SOURCE DOCUMENT:
Well look at that. It's been a whole year. Boy does time ever fly. Last year we were not on the greatest of terms do to you getting drunk by getting into my liquor cabinet and leaving me something squishy and stinky in my sock.

I know it wasn't nice for me to put that bear trap in my fire place the following year.

Then the year after that, you had the reindeer pee on my roof so that in the morning; I would come out side to nearly have my eye taken out by a reindeer pee icicle.

Yes we go back a long way Santa to the first time you left me a chocolate covered rock, to the first of 5 times that I called the cops on you for breaking and entering.

But last year I thought that we came to an understanding. I thought all the bad feelings were behind us.
I told you that I was sorry for using Exlaxs in your cookies that I left you.

But for some reason, you lied about giving me what I wanted.
You told me that you would put all that aside and bring back Battlestar Galactica as a continuation with a good story and at least Richard with Dirk to return as older versions of their characters.

Now I know that you were just getting back at me for sneaking up on the roof and pouring cold water on your nice worm seat in your slay.

Now I Know that you must of had a jolly old laugh when I realized that I was getting a re-imagined show with a female Starbuck and Boomer along with all the other things that upset so many.

Well Santa, our truths is off. All I'm going to say is, I hope you can dodge fire works in the air while riding in that slay.

To all the posters on this board, Merry Christmas every one.

OWD

Muffit
December 22nd, 2002, 12:01 PM
You always make me laugh OWD! :D

:muffit:

default
December 25th, 2002, 12:46 PM
Merry Xmas to you and very funny post!

oldwardaggit
December 25th, 2002, 09:47 PM
Well thank you both.

EXCERPTED DATA:
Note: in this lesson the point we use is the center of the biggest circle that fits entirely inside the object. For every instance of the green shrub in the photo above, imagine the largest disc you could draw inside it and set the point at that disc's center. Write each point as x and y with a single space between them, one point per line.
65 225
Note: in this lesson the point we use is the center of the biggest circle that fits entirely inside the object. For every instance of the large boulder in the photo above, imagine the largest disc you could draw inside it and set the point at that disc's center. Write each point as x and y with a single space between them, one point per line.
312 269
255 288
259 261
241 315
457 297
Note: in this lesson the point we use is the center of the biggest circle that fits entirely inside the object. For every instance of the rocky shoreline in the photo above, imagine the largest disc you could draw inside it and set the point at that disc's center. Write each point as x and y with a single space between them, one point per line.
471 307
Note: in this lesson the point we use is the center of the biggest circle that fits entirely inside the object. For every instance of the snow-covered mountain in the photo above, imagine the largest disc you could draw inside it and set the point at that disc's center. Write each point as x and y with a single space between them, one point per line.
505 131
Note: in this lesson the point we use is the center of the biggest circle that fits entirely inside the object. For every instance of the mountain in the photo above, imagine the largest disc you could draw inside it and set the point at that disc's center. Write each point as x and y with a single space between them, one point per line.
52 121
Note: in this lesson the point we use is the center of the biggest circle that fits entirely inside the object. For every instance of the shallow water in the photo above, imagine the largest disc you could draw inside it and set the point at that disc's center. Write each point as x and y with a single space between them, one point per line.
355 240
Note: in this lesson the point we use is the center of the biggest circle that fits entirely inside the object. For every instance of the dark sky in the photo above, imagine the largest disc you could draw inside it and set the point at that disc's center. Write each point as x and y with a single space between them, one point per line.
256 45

TASK INSTRUCTIONS:
Continue the forum thread with the joking letter to Santa from where it stops.

OUTPUT FOR THIS TASK:
OWD

Flamingo Girl
December 25th, 2002, 09:54 PM
I have found in my experiance that all drummers are completely insane.

You're a guitarist, aren't you?

oldwardaggit
December 25th, 2002, 10:37 PM
AAAAAAAAAAAHHHH YUP. LOL

That, and the singer. I'm a 2 in one kind of guy.

Other little known facts are........... Most musicians don't wear watches and most Drummers are always late.

What is the last thing a drummer says before he gets fired ?

I just wrote a song.

Owd

default
December 28th, 2002, 05:33 AM
oh Lords, he's starting already. Someone get the Prozac....... no wait a sec leave him the way he is.

Flamingo Girl
December 28th, 2002, 09:56 AM
I never got to hang around with bands very long. I love music jokes, all the bands I've ever been in, for instance.

oldwardaggit
December 28th, 2002, 11:34 AM
LOL

What does it mean when drool is coming out of both sides of the bass players mouth.

It means the stage is level.

OWD

Flamingo Girl
December 28th, 2002, 02:06 PM
*giggle*

Wait...I was a bassist once..... *frowns*

Muffit
December 28th, 2002, 02:25 PM
Originally posted by oldwardaggit
LOL

What does it mean when drool is coming out of both sides of the bass players mouth.

It means the stage is level.

OWD


:D Too funny! :D

:muffit:

Flamingo Girl
December 28th, 2002, 06:10 PM
Muffit, I don't mean to get too personal here or anything, but, well, you have a beaver bite on your butt.

Muffit
December 28th, 2002, 07:35 PM
Yeah, and that beaver had bridgework so half the teeth are still there! A beaver that does bridgework, I cracked another funny!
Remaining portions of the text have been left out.